** begin **

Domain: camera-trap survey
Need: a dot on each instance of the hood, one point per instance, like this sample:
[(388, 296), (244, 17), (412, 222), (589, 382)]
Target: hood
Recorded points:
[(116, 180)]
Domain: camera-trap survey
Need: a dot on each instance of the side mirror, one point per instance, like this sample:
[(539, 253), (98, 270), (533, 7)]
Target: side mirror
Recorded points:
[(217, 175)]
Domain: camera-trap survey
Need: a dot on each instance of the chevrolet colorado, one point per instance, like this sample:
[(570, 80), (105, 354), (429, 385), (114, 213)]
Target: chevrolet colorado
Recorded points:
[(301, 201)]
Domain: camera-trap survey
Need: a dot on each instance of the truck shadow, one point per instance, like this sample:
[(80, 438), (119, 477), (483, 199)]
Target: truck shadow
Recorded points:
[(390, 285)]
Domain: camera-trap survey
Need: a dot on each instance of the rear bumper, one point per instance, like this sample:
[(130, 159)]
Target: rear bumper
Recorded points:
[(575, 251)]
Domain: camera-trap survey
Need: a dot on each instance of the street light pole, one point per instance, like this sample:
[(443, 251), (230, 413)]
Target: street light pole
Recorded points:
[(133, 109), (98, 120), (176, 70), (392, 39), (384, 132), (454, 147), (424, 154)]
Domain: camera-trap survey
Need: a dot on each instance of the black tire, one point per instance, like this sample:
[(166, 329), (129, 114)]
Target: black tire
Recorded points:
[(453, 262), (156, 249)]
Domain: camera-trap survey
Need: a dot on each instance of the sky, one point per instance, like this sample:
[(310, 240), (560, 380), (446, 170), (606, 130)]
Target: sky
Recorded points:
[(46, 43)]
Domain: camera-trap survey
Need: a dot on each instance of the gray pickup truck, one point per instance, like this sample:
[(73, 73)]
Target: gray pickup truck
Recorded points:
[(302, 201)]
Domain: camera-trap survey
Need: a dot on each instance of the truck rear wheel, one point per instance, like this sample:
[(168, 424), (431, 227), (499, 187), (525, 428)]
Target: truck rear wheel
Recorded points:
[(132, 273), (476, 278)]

** end **

EXERCISE PROMPT: Restate the records, all of them, precisely as written.

RESULT:
Domain: camera-trap survey
Need: a dot on each instance of the hood, one point per instance, like this sample:
[(388, 296), (244, 17), (412, 222), (589, 382)]
Target: hood
Recorded points:
[(116, 180)]
Domain: camera-trap survey
Need: a dot on each instance of the side mirror, one point per instance, like this sample:
[(539, 253), (98, 270), (533, 7)]
Target: side mirror
Recorded points:
[(217, 175)]
Domain: camera-trap survey
Need: a dot on each instance of the chevrolet colorado, one point per instance, like this sample:
[(570, 80), (105, 354), (429, 385), (114, 213)]
Target: chevrolet colorado
Recorded points:
[(301, 201)]
Domain: camera-trap survey
Need: a dot on each instance of the truck shadow, one point per instance, like this sample:
[(80, 438), (119, 477), (483, 199)]
Target: truck shadow
Recorded points:
[(390, 285)]
Domain: camera-trap survey
Need: a dot on each instance of the rear bumper, one point per instance, like this sample:
[(130, 159)]
Target: rear bumper
Recorded points:
[(575, 251)]
Domain: camera-trap survey
Need: a dot on each instance of the street light pole, one point per instance, like this sample:
[(443, 251), (230, 413)]
Target: street light pole
Recorded points:
[(133, 109), (98, 120), (176, 70), (392, 39), (384, 132), (454, 147), (424, 154)]
Domain: camera-trap survey
Need: a dot on each instance of the black tire, one point per instance, like this sample:
[(166, 329), (129, 114)]
Target: black tire
Recorded points:
[(453, 262), (156, 249)]
Domain: camera-trap survey
Need: a dot on each instance of the sky, one point per instance, like this sample:
[(310, 240), (560, 380), (446, 170), (606, 130)]
Target: sky
Recorded points:
[(46, 43)]
Domain: camera-trap survey
Need: a dot on each instance of the gray pickup truck, one point per instance, like this sample:
[(73, 73)]
Target: gray pickup truck
Recorded points:
[(302, 201)]
Domain: camera-trap survey
Need: a dot on each instance of the truck rear wheel, one point per instance, like this sample:
[(168, 424), (431, 227), (499, 187), (525, 428)]
Target: truck rear wheel
Recorded points:
[(132, 273), (476, 278)]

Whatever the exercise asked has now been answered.